TREŚĆ POLECENIA
Przepisz poniższy fragment o umorzeniu śledztwa wobec byłego prezesa Prudnickiego Centrum Medycznego w całości, bez żadnych zmian.

FRAGMENT DO PRZECZYTANIA
-.-.-
Prudnicka prokuratura umorzyła śledztwo w sprawie nadużycia zaufania przez Witolda Rygorowicza, poprzedniego prezesa Prudnickiego Centrum Medycznego. Spółka ta zarządza szpitalem powiatowym. Czynności prokuratorskie obejmowały m.in. decyzje związane z udzieleniem zamówienia publicznego na dostarczanie posiłków dla pacjentów, wynajęcia lokali mieszkalnych dla pracowników szpitala.
- Ocena materiału dowodowego dotyczyła też innych wątków - mówi prokurator Stanisław Bar, rzecznik Prokuratury Okręgowej w Opolu. – W tym szpitalu dokonywała się duża inwestycja związana z przebudową jednego z oddziałów na blok operacyjny i budową sterylizatorni. Rzutowało to na wydatki szpitala. Był problem zatrudnienia na kilku etatach jednego lekarza specjalisty.
-.-.-
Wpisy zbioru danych
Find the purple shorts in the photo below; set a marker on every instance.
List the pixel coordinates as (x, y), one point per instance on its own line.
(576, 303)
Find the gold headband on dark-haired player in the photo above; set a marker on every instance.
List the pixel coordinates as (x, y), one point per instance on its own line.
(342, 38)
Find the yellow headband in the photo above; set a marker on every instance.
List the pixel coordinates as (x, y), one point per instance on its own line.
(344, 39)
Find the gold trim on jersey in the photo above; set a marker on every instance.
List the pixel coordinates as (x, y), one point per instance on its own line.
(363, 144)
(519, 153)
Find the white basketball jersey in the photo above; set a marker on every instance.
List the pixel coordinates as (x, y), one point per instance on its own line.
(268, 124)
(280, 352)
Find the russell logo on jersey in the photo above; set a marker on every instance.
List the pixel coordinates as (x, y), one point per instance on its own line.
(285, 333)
-.-.-
TWOJE ROZWIĄZANIE
Prudnicka prokuratura umorzyła śledztwo w sprawie nadużycia zaufania przez Witolda Rygorowicza, poprzedniego prezesa Prudnickiego Centrum Medycznego. Spółka ta zarządza szpitalem powiatowym. Czynności prokuratorskie obejmowały m.in. decyzje związane z udzieleniem zamówienia publicznego na dostarczanie posiłków dla pacjentów, wynajęcia lokali mieszkalnych dla pracowników szpitala.
- Ocena materiału dowodowego dotyczyła też innych wątków - mówi prokurator Stanisław Bar, rzecznik Prokuratury Okręgowej w Opolu. – W tym szpitalu dokonywała się duża inwestycja związana z przebudową jednego z oddziałów na blok operacyjny i budową sterylizatorni. Rzutowało to na wydatki szpitala. Był problem zatrudnienia na kilku etatach jednego lekarza specjalisty.